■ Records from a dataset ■
#####

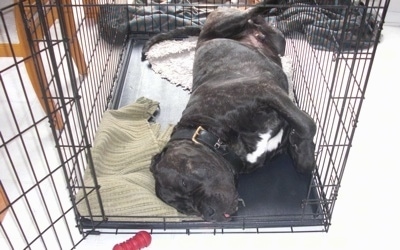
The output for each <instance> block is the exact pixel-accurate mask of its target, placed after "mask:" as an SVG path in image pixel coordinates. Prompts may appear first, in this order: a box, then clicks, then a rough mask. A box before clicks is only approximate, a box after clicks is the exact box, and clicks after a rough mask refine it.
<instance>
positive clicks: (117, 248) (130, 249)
mask: <svg viewBox="0 0 400 250" xmlns="http://www.w3.org/2000/svg"><path fill="white" fill-rule="evenodd" d="M150 243H151V235H150V234H149V233H148V232H146V231H140V232H138V233H137V234H136V235H135V236H133V237H132V238H130V239H128V240H127V241H124V242H122V243H119V244H117V245H115V246H114V247H113V250H140V249H142V248H145V247H148V246H149V245H150Z"/></svg>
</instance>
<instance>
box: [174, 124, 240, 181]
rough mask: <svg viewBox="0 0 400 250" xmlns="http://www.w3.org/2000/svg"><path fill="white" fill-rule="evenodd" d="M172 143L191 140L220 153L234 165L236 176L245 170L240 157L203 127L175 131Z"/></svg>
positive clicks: (228, 147) (218, 137)
mask: <svg viewBox="0 0 400 250" xmlns="http://www.w3.org/2000/svg"><path fill="white" fill-rule="evenodd" d="M170 140H171V141H174V140H191V141H193V142H194V143H196V144H203V145H205V146H207V147H209V148H211V149H212V150H213V151H214V152H217V153H219V154H220V155H222V156H223V157H224V159H225V160H227V161H228V162H229V163H230V164H231V165H232V168H231V169H232V171H233V172H234V174H238V173H240V170H241V169H242V168H243V161H242V160H241V159H240V157H239V156H238V155H237V154H235V153H234V152H232V151H231V150H229V147H228V146H227V145H226V144H225V143H224V142H222V141H221V139H220V138H219V137H217V136H215V135H214V134H212V133H210V132H208V131H207V130H205V129H204V128H203V127H202V126H199V127H197V129H180V130H177V131H175V132H174V133H173V134H172V136H171V139H170Z"/></svg>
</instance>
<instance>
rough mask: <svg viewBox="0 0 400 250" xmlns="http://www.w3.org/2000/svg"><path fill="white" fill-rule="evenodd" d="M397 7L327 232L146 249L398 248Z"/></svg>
mask: <svg viewBox="0 0 400 250" xmlns="http://www.w3.org/2000/svg"><path fill="white" fill-rule="evenodd" d="M392 2H394V1H392ZM397 5H398V4H397ZM397 10H399V11H398V12H396V11H390V12H389V14H388V16H387V18H386V20H387V22H386V24H385V26H384V30H383V37H382V41H381V43H380V45H379V47H378V53H377V55H376V58H375V63H374V68H373V71H372V74H371V76H370V81H369V86H368V90H367V93H366V99H365V102H364V104H363V110H362V112H361V116H360V119H359V123H358V128H357V132H356V135H355V138H354V141H353V148H352V149H351V153H350V156H349V159H348V162H347V167H346V173H345V174H344V178H343V181H342V185H341V189H340V193H339V197H338V201H337V203H336V207H335V209H334V214H333V219H332V226H331V227H330V230H329V232H328V233H296V234H291V233H288V234H280V233H275V234H224V235H221V234H218V235H209V234H205V235H201V234H198V235H190V236H188V235H185V234H182V235H160V234H157V235H152V243H151V244H150V246H149V247H147V248H145V249H148V250H153V249H154V250H155V249H172V248H173V249H192V250H196V249H209V250H213V249H296V250H298V249H308V250H312V249H362V248H366V247H370V248H375V249H397V248H398V245H399V240H398V232H399V230H398V225H399V223H400V213H398V211H397V210H398V207H397V206H396V204H395V202H396V198H395V197H397V192H398V191H400V188H399V186H398V185H397V179H398V176H400V170H399V166H400V158H399V157H397V153H398V152H400V146H398V145H397V144H395V143H394V142H398V141H400V130H399V129H398V128H397V124H398V123H399V122H400V113H399V112H397V111H395V112H393V111H394V110H395V108H394V107H398V106H399V104H400V99H399V98H398V97H397V92H398V91H400V85H399V84H398V81H399V80H398V78H399V76H398V74H397V72H398V70H399V66H398V65H397V61H396V60H398V59H400V50H398V44H399V43H400V8H397ZM392 110H393V111H392ZM396 191H397V192H396ZM71 219H72V218H71ZM0 227H1V226H0ZM132 236H133V235H127V234H118V235H111V234H110V235H106V234H104V235H99V236H95V235H93V236H89V237H88V238H86V239H85V240H84V241H83V242H82V243H80V244H79V245H78V246H77V247H76V249H79V250H81V249H82V250H88V249H98V250H103V249H112V247H113V246H114V245H115V244H117V243H121V242H123V241H125V240H127V239H129V238H130V237H132ZM66 237H67V236H66ZM396 246H397V247H396Z"/></svg>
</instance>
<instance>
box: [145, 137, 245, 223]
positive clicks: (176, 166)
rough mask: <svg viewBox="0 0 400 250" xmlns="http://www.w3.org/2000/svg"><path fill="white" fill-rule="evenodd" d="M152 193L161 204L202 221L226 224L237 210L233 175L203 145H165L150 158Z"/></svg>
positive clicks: (179, 144)
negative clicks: (200, 219) (151, 160)
mask: <svg viewBox="0 0 400 250" xmlns="http://www.w3.org/2000/svg"><path fill="white" fill-rule="evenodd" d="M151 172H152V173H153V175H154V178H155V180H156V194H157V196H158V197H159V198H160V199H161V200H163V201H164V202H165V203H167V204H169V205H170V206H172V207H174V208H176V209H177V210H178V211H179V212H181V213H184V214H188V215H197V216H201V217H202V218H203V219H204V220H206V221H227V220H229V219H230V216H231V215H232V214H234V213H235V212H236V211H237V208H238V193H237V190H236V181H235V175H234V173H233V172H232V171H230V166H229V165H228V163H227V162H226V161H225V160H224V159H223V158H222V157H221V156H220V155H218V154H216V153H215V152H213V151H212V150H211V149H209V148H207V147H206V146H204V145H201V144H196V143H194V142H192V141H186V140H180V141H173V142H169V144H168V145H167V147H166V148H165V149H164V150H163V151H162V152H161V153H159V154H157V155H156V156H154V157H153V161H152V164H151Z"/></svg>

#####

■ EXERCISE OBJECTIVE ■
Above are some lines. Repeat exactly, and only, those from the line that has "positive clicks: (176, 166)" through the line that has "positive clicks: (179, 144)".

■ EXPECTED OUTPUT ■
positive clicks: (176, 166)
rough mask: <svg viewBox="0 0 400 250" xmlns="http://www.w3.org/2000/svg"><path fill="white" fill-rule="evenodd" d="M152 193L161 204L202 221L226 224L237 210L233 175L203 145H165L150 158Z"/></svg>
positive clicks: (179, 144)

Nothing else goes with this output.